## Text

━━━━━━━━━━━━━━━━━━━━

Derek Ernst (born May 16, 1990) is an American professional golfer who plays on the PGA Tour. He earned his first PGA Tour victory at the 2013 Wells Fargo Championship.

Early life and amateur career
Ernst was born in Woodland, California to Mark and Dawn Ernst. He attended Clovis East High School in Clovis, California and played college golf at UNLV, where he was a four-time All-American and was twice named Mountain West Conference player of the year. He was runner-up at the 2011 U.S. Amateur Public Links championship, losing the final on the 37th hole to Clemson's Corbin Mills. Ernst represented the United States at the 2012 Palmer Cup, and he turned pro following the 2012 U.S. Amateur.

━━━━━━━━━━━━━━━━━━━━

## Task details
Quote the passage of the Derek Ernst text between "Derek Ernst (born" and "Wells Fargo Championship.", inclusive.

[Stored records]
━━━━━━━━━━━━━━━━━━━━

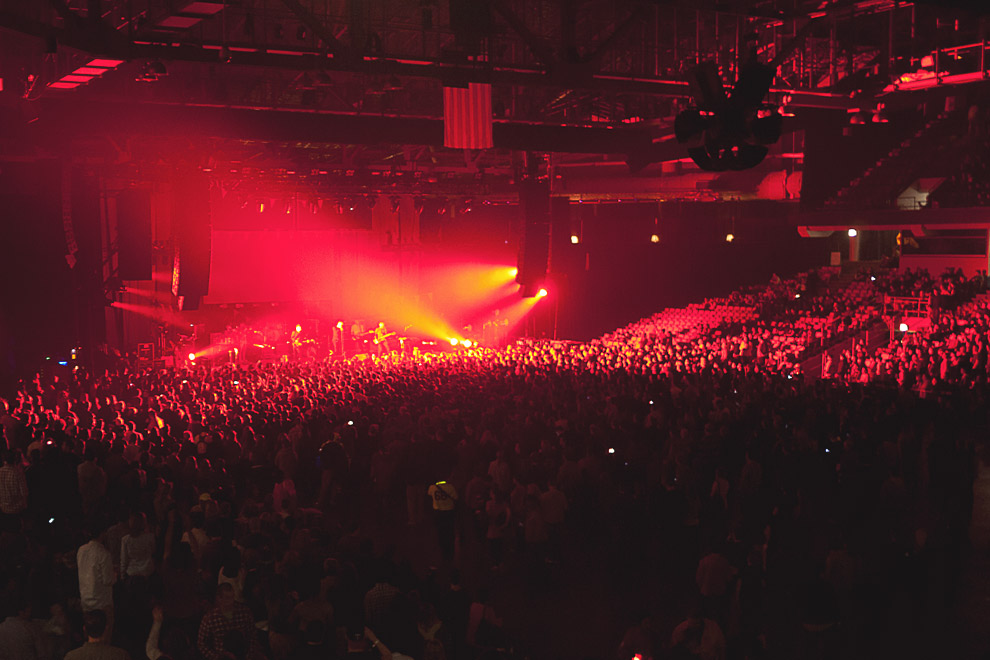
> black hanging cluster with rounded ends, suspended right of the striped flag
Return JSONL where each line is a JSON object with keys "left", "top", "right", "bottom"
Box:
{"left": 674, "top": 59, "right": 783, "bottom": 172}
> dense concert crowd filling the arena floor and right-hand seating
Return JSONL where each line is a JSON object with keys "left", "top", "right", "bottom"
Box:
{"left": 0, "top": 270, "right": 990, "bottom": 660}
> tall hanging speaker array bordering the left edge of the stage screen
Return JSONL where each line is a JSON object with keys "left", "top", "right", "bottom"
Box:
{"left": 172, "top": 177, "right": 212, "bottom": 299}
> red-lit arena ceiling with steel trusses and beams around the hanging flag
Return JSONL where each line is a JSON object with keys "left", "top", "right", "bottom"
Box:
{"left": 0, "top": 0, "right": 986, "bottom": 197}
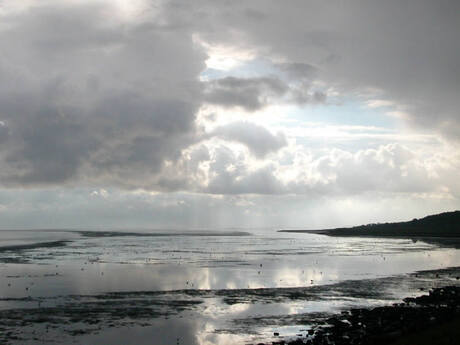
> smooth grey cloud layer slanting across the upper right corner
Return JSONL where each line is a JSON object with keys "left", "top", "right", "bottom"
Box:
{"left": 188, "top": 0, "right": 460, "bottom": 139}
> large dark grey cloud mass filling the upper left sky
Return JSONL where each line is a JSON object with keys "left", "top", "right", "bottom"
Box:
{"left": 0, "top": 2, "right": 205, "bottom": 189}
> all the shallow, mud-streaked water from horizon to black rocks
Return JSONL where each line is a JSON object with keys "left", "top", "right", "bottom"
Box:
{"left": 0, "top": 229, "right": 460, "bottom": 345}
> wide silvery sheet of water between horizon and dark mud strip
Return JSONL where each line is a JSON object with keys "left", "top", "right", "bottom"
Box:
{"left": 0, "top": 230, "right": 460, "bottom": 297}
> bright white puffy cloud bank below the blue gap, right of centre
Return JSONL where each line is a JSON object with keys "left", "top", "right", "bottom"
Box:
{"left": 195, "top": 144, "right": 459, "bottom": 199}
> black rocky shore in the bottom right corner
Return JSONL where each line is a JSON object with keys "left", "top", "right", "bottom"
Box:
{"left": 264, "top": 286, "right": 460, "bottom": 345}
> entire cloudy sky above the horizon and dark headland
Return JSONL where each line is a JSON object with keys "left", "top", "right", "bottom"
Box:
{"left": 0, "top": 0, "right": 460, "bottom": 229}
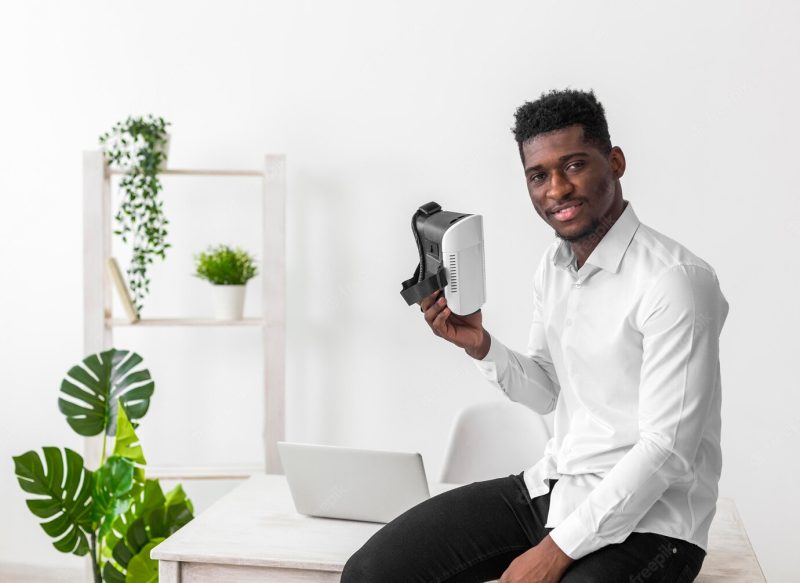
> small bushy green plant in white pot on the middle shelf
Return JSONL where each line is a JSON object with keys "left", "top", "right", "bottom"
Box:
{"left": 194, "top": 245, "right": 257, "bottom": 320}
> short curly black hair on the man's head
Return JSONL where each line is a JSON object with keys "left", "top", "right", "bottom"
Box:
{"left": 511, "top": 89, "right": 611, "bottom": 161}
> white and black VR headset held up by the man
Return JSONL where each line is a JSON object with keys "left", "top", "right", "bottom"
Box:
{"left": 400, "top": 202, "right": 486, "bottom": 316}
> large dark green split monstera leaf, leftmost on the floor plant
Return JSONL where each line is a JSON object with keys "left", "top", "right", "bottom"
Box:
{"left": 14, "top": 447, "right": 93, "bottom": 555}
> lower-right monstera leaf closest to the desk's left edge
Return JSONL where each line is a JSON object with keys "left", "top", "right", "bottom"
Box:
{"left": 103, "top": 486, "right": 193, "bottom": 583}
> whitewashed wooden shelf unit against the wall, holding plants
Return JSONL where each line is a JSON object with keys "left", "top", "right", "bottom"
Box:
{"left": 83, "top": 150, "right": 286, "bottom": 479}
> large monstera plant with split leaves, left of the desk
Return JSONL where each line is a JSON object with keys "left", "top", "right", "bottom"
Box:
{"left": 14, "top": 348, "right": 194, "bottom": 583}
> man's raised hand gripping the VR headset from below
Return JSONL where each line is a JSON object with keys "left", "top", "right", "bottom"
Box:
{"left": 419, "top": 290, "right": 491, "bottom": 360}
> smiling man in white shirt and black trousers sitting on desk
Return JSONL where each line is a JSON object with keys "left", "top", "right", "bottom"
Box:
{"left": 342, "top": 90, "right": 728, "bottom": 583}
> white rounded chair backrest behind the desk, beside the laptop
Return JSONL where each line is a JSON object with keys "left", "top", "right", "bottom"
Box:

━━━━━━━━━━━━━━━━━━━━

## Task result
Derek Ernst (born May 16, 1990) is an American professional golfer who plays on the PGA Tour. He earned his first PGA Tour victory at the 2013 Wells Fargo Championship.